◆ **Aim of the exercise**
From the line that contains "For every instance of the dirt" to the last line of the entries, set down each line exactly as written, both ends included, with nothing else.

Dataset entries:
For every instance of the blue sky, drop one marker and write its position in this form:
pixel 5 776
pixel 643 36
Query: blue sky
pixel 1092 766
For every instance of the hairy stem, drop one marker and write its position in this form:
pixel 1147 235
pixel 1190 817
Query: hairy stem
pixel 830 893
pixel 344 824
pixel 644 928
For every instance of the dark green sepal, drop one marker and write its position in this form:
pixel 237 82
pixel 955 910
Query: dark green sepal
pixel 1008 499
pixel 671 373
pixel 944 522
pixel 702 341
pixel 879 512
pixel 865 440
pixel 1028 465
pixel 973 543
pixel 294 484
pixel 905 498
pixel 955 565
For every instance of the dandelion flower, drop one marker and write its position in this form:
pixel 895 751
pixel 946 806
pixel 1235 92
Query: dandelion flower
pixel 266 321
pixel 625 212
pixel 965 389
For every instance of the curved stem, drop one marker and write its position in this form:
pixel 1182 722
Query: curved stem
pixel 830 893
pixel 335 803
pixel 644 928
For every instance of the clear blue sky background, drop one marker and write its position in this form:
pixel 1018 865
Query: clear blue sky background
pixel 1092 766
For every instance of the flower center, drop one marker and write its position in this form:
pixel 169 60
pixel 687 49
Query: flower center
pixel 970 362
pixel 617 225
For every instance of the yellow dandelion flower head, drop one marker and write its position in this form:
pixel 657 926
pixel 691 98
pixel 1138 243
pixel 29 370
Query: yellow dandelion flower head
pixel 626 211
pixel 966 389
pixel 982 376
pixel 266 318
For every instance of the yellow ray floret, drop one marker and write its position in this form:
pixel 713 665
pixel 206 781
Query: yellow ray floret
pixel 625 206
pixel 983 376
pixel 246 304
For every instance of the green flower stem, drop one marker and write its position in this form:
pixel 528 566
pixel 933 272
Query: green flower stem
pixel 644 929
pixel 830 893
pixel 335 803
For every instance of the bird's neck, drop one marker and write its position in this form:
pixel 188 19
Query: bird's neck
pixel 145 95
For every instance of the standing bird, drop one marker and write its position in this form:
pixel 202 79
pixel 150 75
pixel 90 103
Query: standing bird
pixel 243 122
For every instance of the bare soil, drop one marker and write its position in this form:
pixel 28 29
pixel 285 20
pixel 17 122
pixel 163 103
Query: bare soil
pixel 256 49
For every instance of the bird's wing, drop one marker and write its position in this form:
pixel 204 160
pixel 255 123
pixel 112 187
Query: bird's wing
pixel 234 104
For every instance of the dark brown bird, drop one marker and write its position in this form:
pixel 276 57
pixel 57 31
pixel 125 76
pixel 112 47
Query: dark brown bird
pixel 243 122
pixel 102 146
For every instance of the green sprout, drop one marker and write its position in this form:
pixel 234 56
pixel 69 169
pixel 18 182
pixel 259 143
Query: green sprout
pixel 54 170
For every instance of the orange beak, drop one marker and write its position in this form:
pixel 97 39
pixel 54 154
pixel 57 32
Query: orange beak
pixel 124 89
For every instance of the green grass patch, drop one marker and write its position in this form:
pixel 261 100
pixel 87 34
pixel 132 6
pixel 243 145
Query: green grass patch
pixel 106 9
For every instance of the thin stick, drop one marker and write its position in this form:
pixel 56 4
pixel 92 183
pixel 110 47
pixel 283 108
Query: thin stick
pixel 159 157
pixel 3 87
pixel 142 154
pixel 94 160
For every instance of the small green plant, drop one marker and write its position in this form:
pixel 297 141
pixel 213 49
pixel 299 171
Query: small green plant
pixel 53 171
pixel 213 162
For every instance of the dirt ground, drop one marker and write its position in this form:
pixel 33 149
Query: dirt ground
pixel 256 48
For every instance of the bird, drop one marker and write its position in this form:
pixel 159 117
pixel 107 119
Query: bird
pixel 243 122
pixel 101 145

◆ **Answer section**
For every instance of the dirt ground, drop one marker and write its position in this form:
pixel 33 149
Query: dirt ground
pixel 256 48
For every instance of the bird, drop one marker and write its position in this form:
pixel 159 117
pixel 107 119
Query: bird
pixel 243 122
pixel 101 145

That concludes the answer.